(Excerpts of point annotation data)

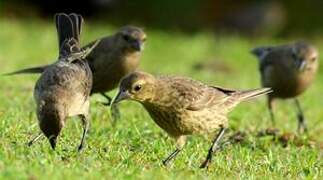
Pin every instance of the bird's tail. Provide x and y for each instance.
(68, 31)
(250, 94)
(32, 70)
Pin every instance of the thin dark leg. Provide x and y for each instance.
(213, 148)
(270, 108)
(115, 113)
(52, 141)
(300, 116)
(108, 98)
(171, 157)
(40, 135)
(85, 123)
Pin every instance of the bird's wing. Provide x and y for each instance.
(195, 96)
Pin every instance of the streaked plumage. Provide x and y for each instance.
(289, 70)
(64, 87)
(182, 106)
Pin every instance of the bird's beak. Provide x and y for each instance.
(122, 95)
(137, 45)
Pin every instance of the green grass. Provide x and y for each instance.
(135, 147)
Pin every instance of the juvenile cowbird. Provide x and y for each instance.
(64, 87)
(182, 106)
(114, 57)
(289, 70)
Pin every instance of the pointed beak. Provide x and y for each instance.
(122, 95)
(137, 45)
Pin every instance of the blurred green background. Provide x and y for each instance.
(251, 17)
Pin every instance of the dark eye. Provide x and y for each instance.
(137, 88)
(126, 37)
(294, 56)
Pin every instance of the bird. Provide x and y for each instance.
(63, 88)
(289, 70)
(182, 106)
(114, 57)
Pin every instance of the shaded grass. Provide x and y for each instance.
(134, 148)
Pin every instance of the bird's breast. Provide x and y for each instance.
(178, 122)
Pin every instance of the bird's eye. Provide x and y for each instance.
(137, 88)
(294, 56)
(126, 37)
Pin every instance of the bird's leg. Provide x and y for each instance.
(171, 157)
(53, 140)
(213, 148)
(270, 108)
(108, 98)
(115, 113)
(36, 138)
(300, 116)
(85, 123)
(180, 142)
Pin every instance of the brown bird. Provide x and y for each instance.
(182, 106)
(64, 87)
(289, 69)
(114, 57)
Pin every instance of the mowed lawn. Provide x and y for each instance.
(135, 147)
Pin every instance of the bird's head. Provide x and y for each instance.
(305, 56)
(131, 38)
(261, 52)
(137, 86)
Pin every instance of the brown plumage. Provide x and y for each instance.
(289, 70)
(114, 57)
(182, 106)
(64, 87)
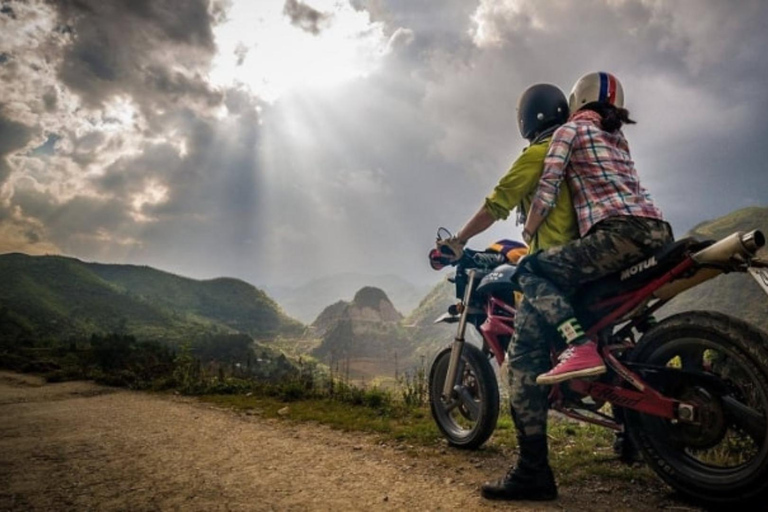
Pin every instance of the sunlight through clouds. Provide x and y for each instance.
(260, 48)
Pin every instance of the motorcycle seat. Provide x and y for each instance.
(639, 273)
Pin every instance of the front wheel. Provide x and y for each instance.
(720, 365)
(468, 418)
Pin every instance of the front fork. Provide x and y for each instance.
(458, 342)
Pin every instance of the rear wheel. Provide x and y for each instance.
(723, 457)
(468, 418)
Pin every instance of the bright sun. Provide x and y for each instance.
(260, 48)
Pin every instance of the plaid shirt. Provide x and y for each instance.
(599, 171)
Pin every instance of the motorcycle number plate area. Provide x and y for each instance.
(761, 276)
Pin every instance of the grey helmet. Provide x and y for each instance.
(540, 107)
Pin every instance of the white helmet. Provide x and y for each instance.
(598, 86)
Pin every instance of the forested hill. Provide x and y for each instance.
(56, 296)
(734, 294)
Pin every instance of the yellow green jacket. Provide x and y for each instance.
(516, 190)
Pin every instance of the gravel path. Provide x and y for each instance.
(79, 446)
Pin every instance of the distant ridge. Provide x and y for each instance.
(734, 294)
(57, 296)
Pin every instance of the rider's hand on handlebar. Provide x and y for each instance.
(451, 248)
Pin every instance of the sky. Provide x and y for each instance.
(278, 141)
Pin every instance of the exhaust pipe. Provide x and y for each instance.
(739, 243)
(721, 252)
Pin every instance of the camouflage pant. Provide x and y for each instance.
(548, 279)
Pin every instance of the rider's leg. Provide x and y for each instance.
(531, 477)
(549, 278)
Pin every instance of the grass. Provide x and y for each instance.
(396, 423)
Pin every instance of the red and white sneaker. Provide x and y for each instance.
(576, 361)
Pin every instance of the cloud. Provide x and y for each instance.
(155, 52)
(13, 136)
(305, 17)
(117, 144)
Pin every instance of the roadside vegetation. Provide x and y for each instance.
(230, 373)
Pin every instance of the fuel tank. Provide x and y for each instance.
(498, 281)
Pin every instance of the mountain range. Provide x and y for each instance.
(59, 297)
(307, 301)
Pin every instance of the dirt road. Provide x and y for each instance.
(79, 446)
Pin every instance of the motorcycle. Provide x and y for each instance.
(690, 391)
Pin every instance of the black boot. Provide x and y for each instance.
(531, 479)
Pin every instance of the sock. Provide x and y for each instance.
(572, 332)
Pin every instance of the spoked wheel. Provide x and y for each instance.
(720, 366)
(468, 417)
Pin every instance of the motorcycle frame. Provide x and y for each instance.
(640, 396)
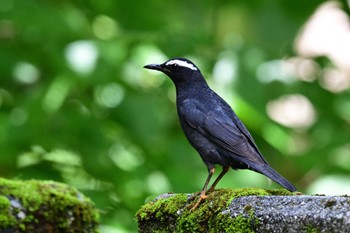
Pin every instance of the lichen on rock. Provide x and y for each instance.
(172, 212)
(44, 206)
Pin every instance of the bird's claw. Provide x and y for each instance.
(202, 197)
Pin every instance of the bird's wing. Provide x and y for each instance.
(225, 131)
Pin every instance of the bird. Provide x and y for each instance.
(212, 127)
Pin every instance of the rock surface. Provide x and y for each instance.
(246, 210)
(44, 206)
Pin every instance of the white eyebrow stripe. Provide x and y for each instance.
(182, 63)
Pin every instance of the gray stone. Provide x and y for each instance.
(246, 210)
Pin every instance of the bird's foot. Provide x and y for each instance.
(202, 197)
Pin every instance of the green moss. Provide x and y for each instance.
(26, 206)
(208, 216)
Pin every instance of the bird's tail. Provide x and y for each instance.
(268, 171)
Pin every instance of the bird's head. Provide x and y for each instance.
(178, 69)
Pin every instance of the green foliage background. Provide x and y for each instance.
(112, 131)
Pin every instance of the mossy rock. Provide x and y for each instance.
(172, 212)
(44, 206)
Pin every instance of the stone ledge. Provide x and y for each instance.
(44, 206)
(246, 210)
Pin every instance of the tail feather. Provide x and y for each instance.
(268, 171)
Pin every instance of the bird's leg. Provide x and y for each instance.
(204, 190)
(224, 171)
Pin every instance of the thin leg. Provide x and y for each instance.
(204, 190)
(224, 171)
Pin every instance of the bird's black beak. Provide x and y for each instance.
(154, 67)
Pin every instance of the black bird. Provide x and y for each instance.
(212, 127)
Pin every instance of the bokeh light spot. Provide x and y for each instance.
(82, 56)
(105, 27)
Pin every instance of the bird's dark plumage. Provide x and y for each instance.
(211, 126)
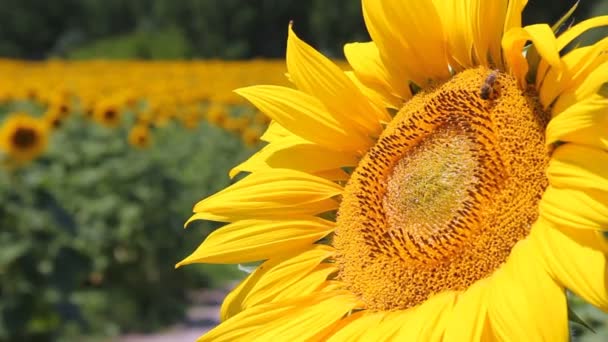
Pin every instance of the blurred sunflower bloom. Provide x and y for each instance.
(449, 188)
(23, 137)
(107, 114)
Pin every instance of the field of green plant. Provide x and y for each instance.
(92, 229)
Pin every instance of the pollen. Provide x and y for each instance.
(439, 201)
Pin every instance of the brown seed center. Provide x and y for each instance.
(24, 138)
(448, 189)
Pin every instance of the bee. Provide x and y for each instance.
(487, 88)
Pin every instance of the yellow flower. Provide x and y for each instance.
(23, 137)
(139, 136)
(108, 114)
(448, 188)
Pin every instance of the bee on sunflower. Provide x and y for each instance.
(139, 136)
(450, 187)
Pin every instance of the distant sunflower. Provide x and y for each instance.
(54, 117)
(23, 137)
(461, 213)
(107, 114)
(139, 136)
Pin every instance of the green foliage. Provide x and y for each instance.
(91, 231)
(211, 28)
(166, 44)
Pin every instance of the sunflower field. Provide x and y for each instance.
(365, 170)
(100, 164)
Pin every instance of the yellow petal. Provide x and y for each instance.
(578, 167)
(488, 19)
(468, 320)
(272, 193)
(287, 273)
(543, 39)
(584, 123)
(245, 325)
(333, 175)
(456, 17)
(304, 261)
(253, 240)
(584, 88)
(574, 208)
(376, 98)
(312, 282)
(306, 117)
(425, 322)
(579, 267)
(365, 60)
(296, 320)
(524, 302)
(568, 36)
(514, 10)
(296, 154)
(356, 326)
(410, 39)
(577, 65)
(318, 76)
(275, 131)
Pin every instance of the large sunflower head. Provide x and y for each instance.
(23, 137)
(452, 186)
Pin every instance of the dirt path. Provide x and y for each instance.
(202, 317)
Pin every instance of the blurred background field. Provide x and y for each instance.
(116, 117)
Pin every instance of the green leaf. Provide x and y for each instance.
(573, 317)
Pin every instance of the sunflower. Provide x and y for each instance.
(451, 187)
(23, 137)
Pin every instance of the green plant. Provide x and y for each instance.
(90, 232)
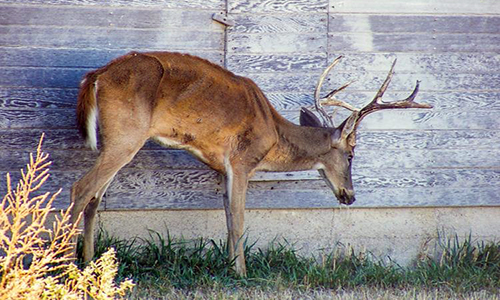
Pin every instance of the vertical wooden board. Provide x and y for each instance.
(413, 24)
(27, 139)
(290, 82)
(110, 38)
(295, 63)
(42, 77)
(271, 23)
(480, 100)
(42, 119)
(416, 7)
(81, 58)
(22, 98)
(371, 42)
(277, 43)
(445, 62)
(422, 120)
(271, 6)
(483, 139)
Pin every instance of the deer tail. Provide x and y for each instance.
(86, 110)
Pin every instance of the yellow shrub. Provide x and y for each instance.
(35, 260)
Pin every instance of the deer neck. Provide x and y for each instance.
(298, 147)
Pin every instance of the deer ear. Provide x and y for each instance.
(307, 118)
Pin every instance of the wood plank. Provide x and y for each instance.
(386, 120)
(413, 24)
(288, 6)
(464, 63)
(114, 17)
(42, 77)
(428, 139)
(42, 119)
(79, 58)
(65, 160)
(255, 63)
(301, 199)
(482, 100)
(110, 38)
(164, 4)
(276, 43)
(382, 42)
(37, 98)
(375, 140)
(416, 6)
(371, 81)
(169, 179)
(278, 23)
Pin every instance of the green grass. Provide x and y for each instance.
(161, 264)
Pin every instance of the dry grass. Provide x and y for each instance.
(361, 293)
(35, 260)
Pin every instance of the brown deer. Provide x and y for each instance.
(224, 120)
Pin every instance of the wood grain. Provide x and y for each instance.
(288, 6)
(111, 17)
(486, 7)
(110, 38)
(447, 156)
(411, 24)
(81, 58)
(164, 4)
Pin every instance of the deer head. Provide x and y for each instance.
(335, 166)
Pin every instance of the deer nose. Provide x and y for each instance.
(346, 196)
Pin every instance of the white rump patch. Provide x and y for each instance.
(92, 129)
(92, 123)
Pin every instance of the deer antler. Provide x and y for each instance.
(352, 122)
(329, 99)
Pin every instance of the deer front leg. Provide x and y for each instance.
(234, 205)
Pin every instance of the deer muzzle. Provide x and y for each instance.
(345, 196)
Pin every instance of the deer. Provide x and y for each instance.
(224, 120)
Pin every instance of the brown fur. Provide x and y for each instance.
(223, 119)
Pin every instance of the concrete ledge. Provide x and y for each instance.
(400, 234)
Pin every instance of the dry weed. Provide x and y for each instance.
(35, 260)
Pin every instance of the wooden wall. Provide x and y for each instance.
(447, 156)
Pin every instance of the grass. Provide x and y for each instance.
(161, 265)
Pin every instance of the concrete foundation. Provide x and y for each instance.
(398, 234)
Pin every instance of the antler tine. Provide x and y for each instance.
(327, 121)
(377, 103)
(331, 101)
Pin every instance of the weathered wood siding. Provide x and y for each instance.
(447, 156)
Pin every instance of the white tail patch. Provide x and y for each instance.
(92, 123)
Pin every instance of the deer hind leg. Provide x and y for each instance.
(89, 222)
(87, 193)
(234, 205)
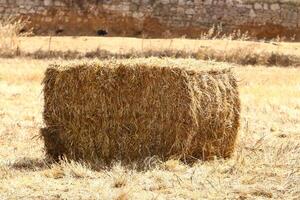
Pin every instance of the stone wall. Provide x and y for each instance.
(155, 18)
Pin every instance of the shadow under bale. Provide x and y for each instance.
(132, 109)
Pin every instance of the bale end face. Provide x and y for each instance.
(129, 110)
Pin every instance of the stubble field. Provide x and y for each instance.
(266, 163)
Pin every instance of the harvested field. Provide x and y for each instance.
(265, 164)
(134, 109)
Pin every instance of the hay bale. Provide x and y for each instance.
(132, 109)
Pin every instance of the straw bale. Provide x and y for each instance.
(131, 109)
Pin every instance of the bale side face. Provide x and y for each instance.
(126, 113)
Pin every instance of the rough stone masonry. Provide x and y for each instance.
(156, 18)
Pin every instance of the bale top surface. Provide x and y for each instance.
(189, 65)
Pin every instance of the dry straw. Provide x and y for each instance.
(132, 109)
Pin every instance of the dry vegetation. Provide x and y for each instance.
(265, 164)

> _Exercise directions_
Return the lines of the records above, unchanged, from the line containing "Pin every instance of the straw" through the last line of the records, including both ends.

> _Answer to the problem_
Pin every instance of the straw bale. Provide x and y for each instance.
(131, 109)
Pin every instance of the bale side face. Provide x and y for each instance.
(126, 113)
Pin every instance of the rough stone masonry. Provide x and y for each instance.
(156, 18)
Pin every instance of the bale top surface. Provide x and y for each instance.
(189, 65)
Pin every instance of the dry straw. Provide x and y for each instance.
(132, 109)
Pin every instance of the dry vegetation. Provide x and y for each instance.
(265, 164)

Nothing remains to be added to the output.